GIVEN REQUEST ▸
Answer from the Protonify page:
1. What does the tool use to predict the free energy of each microstate?
2. About how large are the model weights that must be downloaded separately?
3. What single command builds the Docker image directly?

Skip to content

pauling-ai/Protonify

Repository files navigation

Protonify

Protonation state prediction and microstate distribution for molecules at a given pH.

Given a SMILES string and pH value(s), this tool:

  1. Enumerates all possible protonation states
  2. Optionally enumerates tautomers
  3. Predicts free energy for each microstate using a neural network
  4. Calculates Boltzmann distribution at the given pH
  5. Returns the most probable protonated SMILES

Installation

From GitHub (recommended)

# Clone the repository
git clone https://github.com/pauling-ai/Protonify.git
cd Protonify

# Build the wheel
pip install build
python -m build --wheel

# Install the package
pip install dist/protonify-0.1.0-py3-none-any.whl

Note: Editable installs (pip install -e .) require setuptools with PEP 660 support.

Download Model Weights

The model weights (~500MB) must be downloaded separately:

# Using the provided script
chmod +x download_model.sh
./download_model.sh

# Or manually download from GitHub Releases and place in protonify/models/

Using Docker

If you prefer to use Docker, follow these steps:

# 1. Clone the repository
git clone https://github.com/pauling-ai/Protonify.git
cd Protonify

# 2. Download the model weights
chmod +x download_model.sh
./download_model.sh

# 3. Build the Docker image
chmod +x build_docker.sh
./build_docker.sh
# Or directly: docker build -t protonify:latest .

STORED RECORDS ▸
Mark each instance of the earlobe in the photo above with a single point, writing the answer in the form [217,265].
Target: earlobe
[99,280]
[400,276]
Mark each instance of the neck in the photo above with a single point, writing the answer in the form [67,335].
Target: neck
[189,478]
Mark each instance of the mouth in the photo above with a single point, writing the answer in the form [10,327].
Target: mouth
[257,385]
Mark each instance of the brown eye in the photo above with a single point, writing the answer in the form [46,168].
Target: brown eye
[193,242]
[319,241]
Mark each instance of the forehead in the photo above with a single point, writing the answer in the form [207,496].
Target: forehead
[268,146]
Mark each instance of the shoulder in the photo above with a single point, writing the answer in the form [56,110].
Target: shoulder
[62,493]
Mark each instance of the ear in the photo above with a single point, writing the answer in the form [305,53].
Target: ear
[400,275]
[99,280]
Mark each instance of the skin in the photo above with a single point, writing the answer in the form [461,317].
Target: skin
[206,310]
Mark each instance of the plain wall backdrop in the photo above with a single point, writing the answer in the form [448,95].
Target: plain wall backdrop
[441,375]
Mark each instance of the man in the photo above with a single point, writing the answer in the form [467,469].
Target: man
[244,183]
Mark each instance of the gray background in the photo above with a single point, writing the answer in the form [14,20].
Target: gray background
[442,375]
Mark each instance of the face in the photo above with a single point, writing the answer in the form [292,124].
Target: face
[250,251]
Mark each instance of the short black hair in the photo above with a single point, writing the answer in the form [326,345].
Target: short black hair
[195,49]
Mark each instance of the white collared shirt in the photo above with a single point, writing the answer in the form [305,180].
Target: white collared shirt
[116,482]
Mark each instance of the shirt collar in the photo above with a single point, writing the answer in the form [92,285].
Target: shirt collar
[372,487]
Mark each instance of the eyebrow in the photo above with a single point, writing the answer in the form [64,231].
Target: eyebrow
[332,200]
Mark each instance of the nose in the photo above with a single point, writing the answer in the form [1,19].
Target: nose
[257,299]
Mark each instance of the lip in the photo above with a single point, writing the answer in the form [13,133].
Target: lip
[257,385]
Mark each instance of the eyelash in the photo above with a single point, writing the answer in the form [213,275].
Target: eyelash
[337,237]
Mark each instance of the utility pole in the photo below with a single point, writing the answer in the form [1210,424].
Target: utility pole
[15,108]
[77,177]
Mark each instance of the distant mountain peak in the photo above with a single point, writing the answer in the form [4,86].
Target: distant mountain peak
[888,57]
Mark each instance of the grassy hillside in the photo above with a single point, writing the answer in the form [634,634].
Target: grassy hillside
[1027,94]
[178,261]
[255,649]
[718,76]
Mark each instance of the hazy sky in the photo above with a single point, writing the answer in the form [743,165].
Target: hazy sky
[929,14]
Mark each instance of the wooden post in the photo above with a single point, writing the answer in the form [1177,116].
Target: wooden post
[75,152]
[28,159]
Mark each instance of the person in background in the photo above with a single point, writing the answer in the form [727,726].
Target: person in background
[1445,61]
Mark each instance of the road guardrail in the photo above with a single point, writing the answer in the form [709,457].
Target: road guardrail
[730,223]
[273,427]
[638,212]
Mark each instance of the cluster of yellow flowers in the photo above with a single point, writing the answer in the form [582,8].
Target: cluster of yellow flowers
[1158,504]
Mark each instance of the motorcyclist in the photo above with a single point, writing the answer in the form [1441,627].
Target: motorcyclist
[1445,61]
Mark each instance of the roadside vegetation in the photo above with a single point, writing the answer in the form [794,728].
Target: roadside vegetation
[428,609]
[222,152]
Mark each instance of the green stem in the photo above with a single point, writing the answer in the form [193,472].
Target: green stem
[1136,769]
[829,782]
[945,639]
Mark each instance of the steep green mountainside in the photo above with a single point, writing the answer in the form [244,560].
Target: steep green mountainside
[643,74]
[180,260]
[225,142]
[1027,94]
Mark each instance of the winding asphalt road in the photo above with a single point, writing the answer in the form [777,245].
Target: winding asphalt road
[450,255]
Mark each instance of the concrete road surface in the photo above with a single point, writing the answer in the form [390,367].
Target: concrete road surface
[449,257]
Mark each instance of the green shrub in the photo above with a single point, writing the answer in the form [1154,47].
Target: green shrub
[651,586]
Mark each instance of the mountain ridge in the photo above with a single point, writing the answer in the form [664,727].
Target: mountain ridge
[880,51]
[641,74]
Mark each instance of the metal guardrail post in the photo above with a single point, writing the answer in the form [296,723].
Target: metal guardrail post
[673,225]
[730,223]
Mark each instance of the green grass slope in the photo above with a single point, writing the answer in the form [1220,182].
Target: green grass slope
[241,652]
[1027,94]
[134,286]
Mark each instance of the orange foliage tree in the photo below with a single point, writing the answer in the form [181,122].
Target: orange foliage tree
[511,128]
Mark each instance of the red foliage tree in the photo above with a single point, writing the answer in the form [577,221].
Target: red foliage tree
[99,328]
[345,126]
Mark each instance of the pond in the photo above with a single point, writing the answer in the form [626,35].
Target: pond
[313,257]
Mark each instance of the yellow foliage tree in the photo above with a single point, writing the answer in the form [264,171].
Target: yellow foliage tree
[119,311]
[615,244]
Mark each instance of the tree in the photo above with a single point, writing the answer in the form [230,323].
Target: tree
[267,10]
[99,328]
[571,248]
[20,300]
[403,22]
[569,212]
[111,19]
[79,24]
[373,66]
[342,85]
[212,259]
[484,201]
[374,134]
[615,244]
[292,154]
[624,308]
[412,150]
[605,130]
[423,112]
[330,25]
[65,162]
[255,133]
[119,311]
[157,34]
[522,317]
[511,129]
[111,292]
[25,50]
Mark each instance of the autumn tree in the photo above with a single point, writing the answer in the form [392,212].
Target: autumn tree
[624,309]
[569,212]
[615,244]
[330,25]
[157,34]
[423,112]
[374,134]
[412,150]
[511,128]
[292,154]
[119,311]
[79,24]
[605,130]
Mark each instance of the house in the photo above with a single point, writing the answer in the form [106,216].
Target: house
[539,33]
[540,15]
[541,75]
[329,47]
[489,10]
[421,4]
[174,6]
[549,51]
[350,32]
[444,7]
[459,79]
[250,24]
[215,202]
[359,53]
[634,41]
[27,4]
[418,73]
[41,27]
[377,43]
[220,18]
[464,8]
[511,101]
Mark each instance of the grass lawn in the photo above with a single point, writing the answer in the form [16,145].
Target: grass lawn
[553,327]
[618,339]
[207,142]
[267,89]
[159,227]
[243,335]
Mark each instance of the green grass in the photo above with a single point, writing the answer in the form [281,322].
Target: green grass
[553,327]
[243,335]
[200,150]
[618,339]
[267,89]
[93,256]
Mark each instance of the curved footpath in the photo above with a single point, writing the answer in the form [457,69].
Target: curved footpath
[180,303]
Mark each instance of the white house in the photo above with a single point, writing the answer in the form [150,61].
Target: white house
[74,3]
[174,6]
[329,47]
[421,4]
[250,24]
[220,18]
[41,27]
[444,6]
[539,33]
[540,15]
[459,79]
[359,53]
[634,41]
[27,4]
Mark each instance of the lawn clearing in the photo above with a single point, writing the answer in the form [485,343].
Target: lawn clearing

CORRECT ANSWER ▸
1. A neural network.
2. About 500MB.
3. docker build -t protonify:latest .